**THE PROBLEM**
How many lines in the listing below contain the word "driveway"? Give only the number.

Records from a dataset
:::
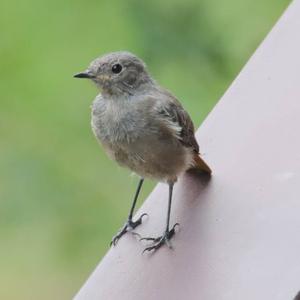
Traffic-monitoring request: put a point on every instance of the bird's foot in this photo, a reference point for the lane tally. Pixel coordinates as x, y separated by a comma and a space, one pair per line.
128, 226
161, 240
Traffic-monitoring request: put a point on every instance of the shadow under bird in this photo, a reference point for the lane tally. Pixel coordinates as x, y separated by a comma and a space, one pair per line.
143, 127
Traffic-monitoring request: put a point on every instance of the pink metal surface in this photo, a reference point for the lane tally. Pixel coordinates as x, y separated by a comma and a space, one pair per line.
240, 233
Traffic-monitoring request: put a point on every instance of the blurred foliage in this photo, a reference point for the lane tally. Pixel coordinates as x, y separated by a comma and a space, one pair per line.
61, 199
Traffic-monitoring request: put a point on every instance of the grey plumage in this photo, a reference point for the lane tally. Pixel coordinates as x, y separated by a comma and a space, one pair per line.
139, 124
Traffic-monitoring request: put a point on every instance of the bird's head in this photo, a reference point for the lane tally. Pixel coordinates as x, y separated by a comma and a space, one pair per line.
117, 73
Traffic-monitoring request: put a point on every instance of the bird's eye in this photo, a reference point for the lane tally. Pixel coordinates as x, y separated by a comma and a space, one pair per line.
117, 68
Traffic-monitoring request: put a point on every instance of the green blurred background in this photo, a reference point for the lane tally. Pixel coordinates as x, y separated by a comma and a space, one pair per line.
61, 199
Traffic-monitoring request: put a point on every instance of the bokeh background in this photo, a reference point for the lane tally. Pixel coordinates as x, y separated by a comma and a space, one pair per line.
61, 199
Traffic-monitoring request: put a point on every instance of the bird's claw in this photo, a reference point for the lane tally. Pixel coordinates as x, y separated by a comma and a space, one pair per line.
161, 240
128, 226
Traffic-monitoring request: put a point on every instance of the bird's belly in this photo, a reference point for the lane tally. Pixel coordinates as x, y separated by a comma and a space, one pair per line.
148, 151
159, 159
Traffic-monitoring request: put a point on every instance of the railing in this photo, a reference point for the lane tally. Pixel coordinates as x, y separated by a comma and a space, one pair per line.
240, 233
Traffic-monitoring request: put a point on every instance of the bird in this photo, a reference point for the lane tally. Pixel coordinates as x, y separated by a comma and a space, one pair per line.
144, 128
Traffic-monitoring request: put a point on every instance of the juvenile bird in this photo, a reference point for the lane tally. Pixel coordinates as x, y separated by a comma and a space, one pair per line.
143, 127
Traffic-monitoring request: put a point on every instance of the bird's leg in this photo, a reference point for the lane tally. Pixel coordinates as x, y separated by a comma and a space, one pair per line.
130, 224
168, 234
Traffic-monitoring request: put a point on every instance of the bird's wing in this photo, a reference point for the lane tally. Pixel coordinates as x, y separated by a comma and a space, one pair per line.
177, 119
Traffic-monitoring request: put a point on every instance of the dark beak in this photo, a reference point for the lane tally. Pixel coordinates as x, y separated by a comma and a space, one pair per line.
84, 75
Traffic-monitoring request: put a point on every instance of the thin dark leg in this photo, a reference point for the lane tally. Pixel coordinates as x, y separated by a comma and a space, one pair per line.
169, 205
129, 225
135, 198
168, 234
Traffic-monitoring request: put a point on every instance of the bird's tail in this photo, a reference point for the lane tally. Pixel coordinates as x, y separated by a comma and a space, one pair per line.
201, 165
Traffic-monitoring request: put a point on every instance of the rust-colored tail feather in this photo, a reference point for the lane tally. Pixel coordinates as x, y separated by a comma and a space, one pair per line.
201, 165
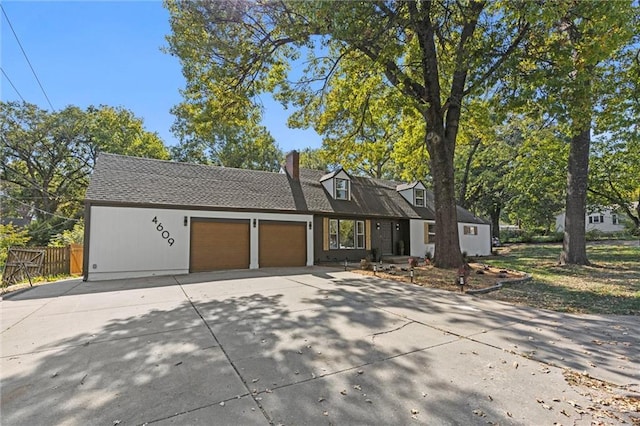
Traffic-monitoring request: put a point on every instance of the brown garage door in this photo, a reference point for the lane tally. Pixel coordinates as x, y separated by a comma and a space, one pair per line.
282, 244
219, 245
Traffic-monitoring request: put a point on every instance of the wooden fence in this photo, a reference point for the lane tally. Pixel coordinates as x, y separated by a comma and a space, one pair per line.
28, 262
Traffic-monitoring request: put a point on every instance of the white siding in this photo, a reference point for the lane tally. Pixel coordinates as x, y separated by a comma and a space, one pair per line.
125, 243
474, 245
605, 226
:::
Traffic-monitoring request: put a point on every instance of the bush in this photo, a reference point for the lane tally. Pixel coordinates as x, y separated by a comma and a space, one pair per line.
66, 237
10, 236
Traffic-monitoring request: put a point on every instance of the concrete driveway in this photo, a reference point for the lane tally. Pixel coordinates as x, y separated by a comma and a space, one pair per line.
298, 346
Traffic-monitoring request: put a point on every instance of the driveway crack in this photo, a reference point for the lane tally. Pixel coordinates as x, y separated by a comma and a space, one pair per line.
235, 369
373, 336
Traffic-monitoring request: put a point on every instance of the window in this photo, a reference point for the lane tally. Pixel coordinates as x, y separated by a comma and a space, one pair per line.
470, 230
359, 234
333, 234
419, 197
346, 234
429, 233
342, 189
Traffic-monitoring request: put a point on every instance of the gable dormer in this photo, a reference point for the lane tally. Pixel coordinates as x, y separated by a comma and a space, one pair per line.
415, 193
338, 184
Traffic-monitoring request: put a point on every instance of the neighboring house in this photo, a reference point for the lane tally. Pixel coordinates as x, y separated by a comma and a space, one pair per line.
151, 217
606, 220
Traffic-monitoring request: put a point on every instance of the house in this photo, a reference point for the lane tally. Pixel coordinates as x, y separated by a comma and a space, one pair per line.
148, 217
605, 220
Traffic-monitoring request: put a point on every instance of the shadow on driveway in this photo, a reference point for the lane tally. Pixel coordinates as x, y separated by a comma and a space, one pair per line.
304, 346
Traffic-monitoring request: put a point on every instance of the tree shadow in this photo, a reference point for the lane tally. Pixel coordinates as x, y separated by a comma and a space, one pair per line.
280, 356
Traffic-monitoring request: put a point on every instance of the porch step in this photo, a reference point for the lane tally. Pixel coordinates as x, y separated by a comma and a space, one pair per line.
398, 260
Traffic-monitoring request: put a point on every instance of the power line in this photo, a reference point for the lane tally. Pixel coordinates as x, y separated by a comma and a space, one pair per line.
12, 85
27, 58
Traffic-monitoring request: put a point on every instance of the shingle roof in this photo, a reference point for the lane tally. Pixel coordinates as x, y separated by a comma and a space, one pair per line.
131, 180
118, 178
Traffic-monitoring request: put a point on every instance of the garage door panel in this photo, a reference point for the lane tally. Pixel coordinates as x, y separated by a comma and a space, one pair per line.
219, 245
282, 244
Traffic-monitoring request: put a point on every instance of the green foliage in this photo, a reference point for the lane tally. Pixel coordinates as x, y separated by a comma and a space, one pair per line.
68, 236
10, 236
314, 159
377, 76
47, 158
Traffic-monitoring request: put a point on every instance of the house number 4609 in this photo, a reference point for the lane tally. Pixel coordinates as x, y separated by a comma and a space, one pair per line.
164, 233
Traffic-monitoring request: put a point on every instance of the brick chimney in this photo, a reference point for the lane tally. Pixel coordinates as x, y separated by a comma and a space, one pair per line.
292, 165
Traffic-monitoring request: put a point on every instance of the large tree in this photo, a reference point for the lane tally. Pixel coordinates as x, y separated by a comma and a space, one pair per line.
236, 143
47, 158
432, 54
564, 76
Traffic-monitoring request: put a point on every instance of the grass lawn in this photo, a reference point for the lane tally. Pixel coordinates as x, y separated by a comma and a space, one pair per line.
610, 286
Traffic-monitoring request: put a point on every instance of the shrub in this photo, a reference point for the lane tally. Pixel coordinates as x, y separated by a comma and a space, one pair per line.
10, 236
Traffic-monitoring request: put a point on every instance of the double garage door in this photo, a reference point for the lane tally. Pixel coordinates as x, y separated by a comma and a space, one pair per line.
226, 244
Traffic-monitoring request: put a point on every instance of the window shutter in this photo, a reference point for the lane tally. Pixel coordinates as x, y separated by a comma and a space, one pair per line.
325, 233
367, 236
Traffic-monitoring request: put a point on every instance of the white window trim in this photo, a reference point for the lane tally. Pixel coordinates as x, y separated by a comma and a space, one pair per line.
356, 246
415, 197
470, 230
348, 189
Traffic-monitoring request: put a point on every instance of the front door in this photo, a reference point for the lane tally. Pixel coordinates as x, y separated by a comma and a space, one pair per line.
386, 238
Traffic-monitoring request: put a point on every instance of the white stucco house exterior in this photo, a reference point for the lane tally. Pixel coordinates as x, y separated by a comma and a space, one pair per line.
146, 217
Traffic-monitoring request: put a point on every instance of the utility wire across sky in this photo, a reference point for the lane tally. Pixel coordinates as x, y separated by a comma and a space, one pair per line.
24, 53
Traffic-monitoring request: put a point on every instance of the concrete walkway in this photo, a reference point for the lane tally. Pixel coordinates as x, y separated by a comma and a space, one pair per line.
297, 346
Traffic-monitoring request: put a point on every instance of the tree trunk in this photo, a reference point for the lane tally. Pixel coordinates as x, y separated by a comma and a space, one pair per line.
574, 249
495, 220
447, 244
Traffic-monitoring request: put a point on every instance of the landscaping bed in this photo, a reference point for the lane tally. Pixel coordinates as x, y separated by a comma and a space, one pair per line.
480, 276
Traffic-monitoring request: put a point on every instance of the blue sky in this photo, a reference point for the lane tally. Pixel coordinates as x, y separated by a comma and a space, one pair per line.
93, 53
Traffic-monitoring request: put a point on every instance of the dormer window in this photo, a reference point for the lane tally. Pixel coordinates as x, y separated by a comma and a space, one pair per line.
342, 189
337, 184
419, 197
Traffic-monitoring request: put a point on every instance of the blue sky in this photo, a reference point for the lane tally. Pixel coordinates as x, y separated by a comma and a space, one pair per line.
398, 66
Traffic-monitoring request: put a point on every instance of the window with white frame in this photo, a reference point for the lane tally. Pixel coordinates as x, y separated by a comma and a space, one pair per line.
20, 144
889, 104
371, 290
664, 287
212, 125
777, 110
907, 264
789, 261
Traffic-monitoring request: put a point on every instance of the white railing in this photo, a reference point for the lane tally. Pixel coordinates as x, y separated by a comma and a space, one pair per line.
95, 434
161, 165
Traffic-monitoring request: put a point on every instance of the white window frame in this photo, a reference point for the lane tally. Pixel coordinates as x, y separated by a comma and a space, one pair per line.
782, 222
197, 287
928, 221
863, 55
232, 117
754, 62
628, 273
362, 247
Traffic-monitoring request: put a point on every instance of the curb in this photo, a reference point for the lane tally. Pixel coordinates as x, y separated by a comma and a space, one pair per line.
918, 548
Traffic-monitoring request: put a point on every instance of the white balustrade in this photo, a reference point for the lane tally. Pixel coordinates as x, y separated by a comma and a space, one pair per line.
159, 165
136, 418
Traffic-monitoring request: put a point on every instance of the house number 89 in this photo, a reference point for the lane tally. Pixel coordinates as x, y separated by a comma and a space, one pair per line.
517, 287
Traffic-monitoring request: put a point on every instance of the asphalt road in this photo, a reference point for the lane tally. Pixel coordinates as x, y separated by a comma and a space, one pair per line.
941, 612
:::
**ANSWER TO THIS TASK**
3